• SUPPLIED TEXT:
━━━━━━━━━━━━━━━━

The company explicitly states that one target market for this device is laser printers, but there are not many chip sets for putting a 486-bus processor in a laser printer. Still, the W89K will undoubtedly find work in LAN routers and bridges. It would also make a good X-terminal controller. Another application for this device would be in an inexpensive entry-level development system running the public-domain GNU tools for PA-RISC.

While PA-RISC processors require software different from that of a 486, this is not a big drawback for embedded systems. Winbond is ready to supply PA-RISC code to control its line of 486-type peripherals, but it remains to be seen whether this approach can overcome the current trend—many modern embedded processors reduce cost by incorporating DMA, interrupt control, communications ports, and peripherals on one chip. What really makes the W89K stand out is its low cost for the performance it delivers. ◆

|                  | W89K    | i960CF | i960KA | 29030  |
|------------------|---------|--------|--------|--------|
| Clock            | 66      | 40     | 25     | 33     |
| Caches           |         |        |        |        |
| Instruction      | 2K      | 4K     | 512    | 8K     |
| Data             | 2K      | 1K     | none   | none   |
| Interrupt        | 0.54 μs | 2.8 μs | 4.8 μs | 1.1 μs |
| Latency          |         |        |        |        |
| Performance      | 95      | 62     | 9.4    | 21     |
| (Dhrystone MIPS) |         |        |        |        |
| Price            | \$40    | \$160  | \$22   | \$39   |
| MIPS/\$          | 2.37    | 0.39   | 0.43   | 0.90   |

Table 1. The Winbond chip leads both in performance and in performance per dollar. (Source: vendors' information)

━━━━━━━━━━━━━━━━

• ROWS:

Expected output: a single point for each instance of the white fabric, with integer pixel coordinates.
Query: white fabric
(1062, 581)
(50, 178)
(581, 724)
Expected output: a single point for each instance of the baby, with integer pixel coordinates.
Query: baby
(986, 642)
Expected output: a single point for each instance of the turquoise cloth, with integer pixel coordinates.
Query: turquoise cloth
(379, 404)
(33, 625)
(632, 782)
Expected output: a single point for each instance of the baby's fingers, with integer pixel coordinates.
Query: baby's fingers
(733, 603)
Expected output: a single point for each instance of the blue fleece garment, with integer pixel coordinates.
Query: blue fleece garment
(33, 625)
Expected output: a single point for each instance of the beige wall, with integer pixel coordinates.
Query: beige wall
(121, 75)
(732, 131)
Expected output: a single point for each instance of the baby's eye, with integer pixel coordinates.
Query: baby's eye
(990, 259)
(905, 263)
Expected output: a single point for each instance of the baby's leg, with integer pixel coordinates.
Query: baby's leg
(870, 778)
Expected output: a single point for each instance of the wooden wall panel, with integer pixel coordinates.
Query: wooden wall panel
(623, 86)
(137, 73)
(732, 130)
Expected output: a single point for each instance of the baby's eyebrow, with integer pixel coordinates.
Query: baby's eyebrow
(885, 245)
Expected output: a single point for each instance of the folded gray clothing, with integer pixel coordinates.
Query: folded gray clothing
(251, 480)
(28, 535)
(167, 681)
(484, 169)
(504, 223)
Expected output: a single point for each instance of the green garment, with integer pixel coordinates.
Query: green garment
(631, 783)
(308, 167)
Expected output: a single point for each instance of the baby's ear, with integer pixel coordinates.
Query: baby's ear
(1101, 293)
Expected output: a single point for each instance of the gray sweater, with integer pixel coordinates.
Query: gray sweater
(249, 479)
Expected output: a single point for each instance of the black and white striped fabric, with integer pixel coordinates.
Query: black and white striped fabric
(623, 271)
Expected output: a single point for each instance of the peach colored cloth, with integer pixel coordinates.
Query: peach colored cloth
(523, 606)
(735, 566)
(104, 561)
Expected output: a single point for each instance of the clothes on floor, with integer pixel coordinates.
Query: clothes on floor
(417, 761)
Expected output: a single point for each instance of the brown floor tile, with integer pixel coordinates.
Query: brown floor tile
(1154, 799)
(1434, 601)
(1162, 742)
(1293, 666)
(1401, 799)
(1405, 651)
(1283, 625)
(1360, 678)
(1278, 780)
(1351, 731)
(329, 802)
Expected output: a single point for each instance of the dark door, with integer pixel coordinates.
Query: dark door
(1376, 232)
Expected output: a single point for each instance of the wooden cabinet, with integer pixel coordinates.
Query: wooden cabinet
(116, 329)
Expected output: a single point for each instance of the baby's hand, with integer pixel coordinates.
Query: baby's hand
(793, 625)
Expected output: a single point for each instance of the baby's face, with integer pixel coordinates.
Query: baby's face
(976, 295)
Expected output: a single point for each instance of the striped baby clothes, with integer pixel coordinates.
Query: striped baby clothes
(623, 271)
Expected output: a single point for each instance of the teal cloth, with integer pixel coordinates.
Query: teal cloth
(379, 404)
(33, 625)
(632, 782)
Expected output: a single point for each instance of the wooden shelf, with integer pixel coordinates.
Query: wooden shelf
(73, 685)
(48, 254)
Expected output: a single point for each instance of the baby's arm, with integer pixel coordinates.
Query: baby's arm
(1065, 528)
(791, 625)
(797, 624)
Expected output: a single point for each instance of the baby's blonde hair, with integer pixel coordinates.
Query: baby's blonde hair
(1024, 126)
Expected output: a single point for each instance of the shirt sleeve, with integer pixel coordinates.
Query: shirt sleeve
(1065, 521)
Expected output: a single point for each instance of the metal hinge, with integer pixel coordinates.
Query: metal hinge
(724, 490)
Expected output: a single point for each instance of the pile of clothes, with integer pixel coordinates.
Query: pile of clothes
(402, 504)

━━━━━━━━━━━━━━━━

• PROMPT:
In the W89K chip text above, what is Winbond ready to supply?

• THE OUTPUT:
PA-RISC code to control its line of 486-type peripherals.